# WHAT THE TASK REQUIRES
Please answer these questions from the passage on the Church and the Roman Empire below:
(a) In the comparison traced by Harnack, who stand in the place of Romulus and Remus?
(b) Under which pope did the triumph of the theocracy seem complete?
(c) Who achieved the final victory of infallibilism?

Beneath all the eddies which have broken the surface, the great stream
has flowed on, and has flowed in one direction. The same logic of events
which transformed the constitutional principate of Augustus into the
sultanate of Diocletian and Valentinian, has brought about a parallel
development in the Church which inherited the traditions, the policy,
and the territorial sphere of the dead Empire. The second World-State
which had its seat on the Seven Hills has followed closely in the
footsteps of the first. It is not too fanciful to trace, as Harnack has
done, the resemblance in detail--Peter and Paul in the place of Romulus
and Remus; the bishops and arch-bishops instead of the proconsuls; the
troops of priests and monks as the legionaries; while the Jesuits are
the Imperial bodyguard, the protectors and sometimes the masters of the
sovereign. One might carry the parallel further by comparing the schism
between the Eastern and Western Churches, and the later defection of
northern Europe, with the disruption of the Roman Empire in the fourth
century; and in the sphere of thought, by comparing the scholastic
philosophy and casuistry with the _Summa_ of Roman law in the
Digest.[50]

The fundamental principles of such a government are imposed upon it by
necessity. In the first place, progressive centralisation, and the
substitution of a graduated hierarchy for popular government, came about
as inevitably in the Catholic Church as in the Mediterranean Empire of
the Caesars. The primitive colleges of presbyters soon fell under the
rule of the bishops, the bishops under the patriarchs; and then Rome
suffered her first great defeat in losing the Eastern patriarchates,
which she could not subjugate. The truncated Church, no longer
'universal,' found itself obliged to continue the same policy of
centralisation, and with such success that, under Innocent III, the
triumph of the theocracy seemed complete. The Papacy dominated Europe
_de facto_, and claimed to rule the world _de jure_. Boniface VIII, when
the clouds were already gathering, issued the famous Bull 'Unam
sanctam,' in which he said: 'Subesse Romano pontifici omnes humanas
creaturas declaramus, definimus, et pronuntiamus omnino esse de
necessitate salutis.' The claim is logical. A theocracy (when religion
is truly monotheistic)[51] must claim to be universal _de jure_; and its
ruler must be the infallibly inspired and autocratic vicegerent of the
Almighty. He is the rightful lord of the world, whether he gives a
continent to the King of Spain by a stroke of the pen, or whether his
secular jurisdiction is limited by the walls of his palace. In the
fourteenth century the Pope is already called 'dominus deus
noster'--precisely the style in which Martial adulates Domitian. In the
Bull of Pius V (1570) the claim of universal dominion is reiterated; it
is asserted that the Almighty,

'cui data est omnis in caelo et in terra potestas, unam
sanctam catholicam et apostolicam ecclesiam, extra quam
nulla est salus, uni soli in terris, videlicet apostolorum
principi Petro Petrique successori Romano pontifici in
potestatis plenitudine tradidit gubernandam.'

But the final victory of infallibilism was the achievement of the
nineteenth-century Jesuits, who completed the dogmatic apotheosis of the
Pope at the moment when the last vestiges of his temporal power were
being snatched from him.

# SUPPLIED DATA
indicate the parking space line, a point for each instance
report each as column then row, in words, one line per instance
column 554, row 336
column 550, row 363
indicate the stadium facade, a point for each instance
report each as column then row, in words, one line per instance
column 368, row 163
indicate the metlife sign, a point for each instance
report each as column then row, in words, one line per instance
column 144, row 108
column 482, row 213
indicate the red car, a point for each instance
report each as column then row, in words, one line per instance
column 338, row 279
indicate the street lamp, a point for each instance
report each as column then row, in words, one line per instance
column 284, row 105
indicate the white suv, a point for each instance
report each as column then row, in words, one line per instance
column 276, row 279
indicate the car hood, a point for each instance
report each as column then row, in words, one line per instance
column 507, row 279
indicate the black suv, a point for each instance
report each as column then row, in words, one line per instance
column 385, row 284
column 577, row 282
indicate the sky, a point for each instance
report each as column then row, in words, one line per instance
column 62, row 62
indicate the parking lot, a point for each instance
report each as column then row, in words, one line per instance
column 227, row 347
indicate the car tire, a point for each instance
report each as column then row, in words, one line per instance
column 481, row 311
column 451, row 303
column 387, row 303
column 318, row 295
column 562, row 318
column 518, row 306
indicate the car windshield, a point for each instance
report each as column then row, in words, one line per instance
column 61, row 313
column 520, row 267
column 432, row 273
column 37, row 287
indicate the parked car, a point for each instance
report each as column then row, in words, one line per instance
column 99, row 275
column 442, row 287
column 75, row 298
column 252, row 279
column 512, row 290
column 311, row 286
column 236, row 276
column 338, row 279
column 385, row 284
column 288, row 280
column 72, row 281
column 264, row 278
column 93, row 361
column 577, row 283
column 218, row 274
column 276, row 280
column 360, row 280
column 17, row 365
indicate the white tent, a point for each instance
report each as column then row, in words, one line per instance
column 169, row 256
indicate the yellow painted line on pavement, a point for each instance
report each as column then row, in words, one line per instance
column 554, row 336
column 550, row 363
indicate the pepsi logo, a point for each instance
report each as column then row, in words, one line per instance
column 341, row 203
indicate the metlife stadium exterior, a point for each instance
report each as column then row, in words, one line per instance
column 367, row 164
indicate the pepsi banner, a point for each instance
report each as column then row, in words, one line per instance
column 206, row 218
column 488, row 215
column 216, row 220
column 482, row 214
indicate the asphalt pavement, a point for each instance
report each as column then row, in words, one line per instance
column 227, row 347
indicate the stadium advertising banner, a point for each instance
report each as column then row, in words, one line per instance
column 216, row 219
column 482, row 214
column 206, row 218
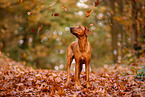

# THE ANSWER
(a) Peter and Paul
(b) Innocent III
(c) The nineteenth-century Jesuits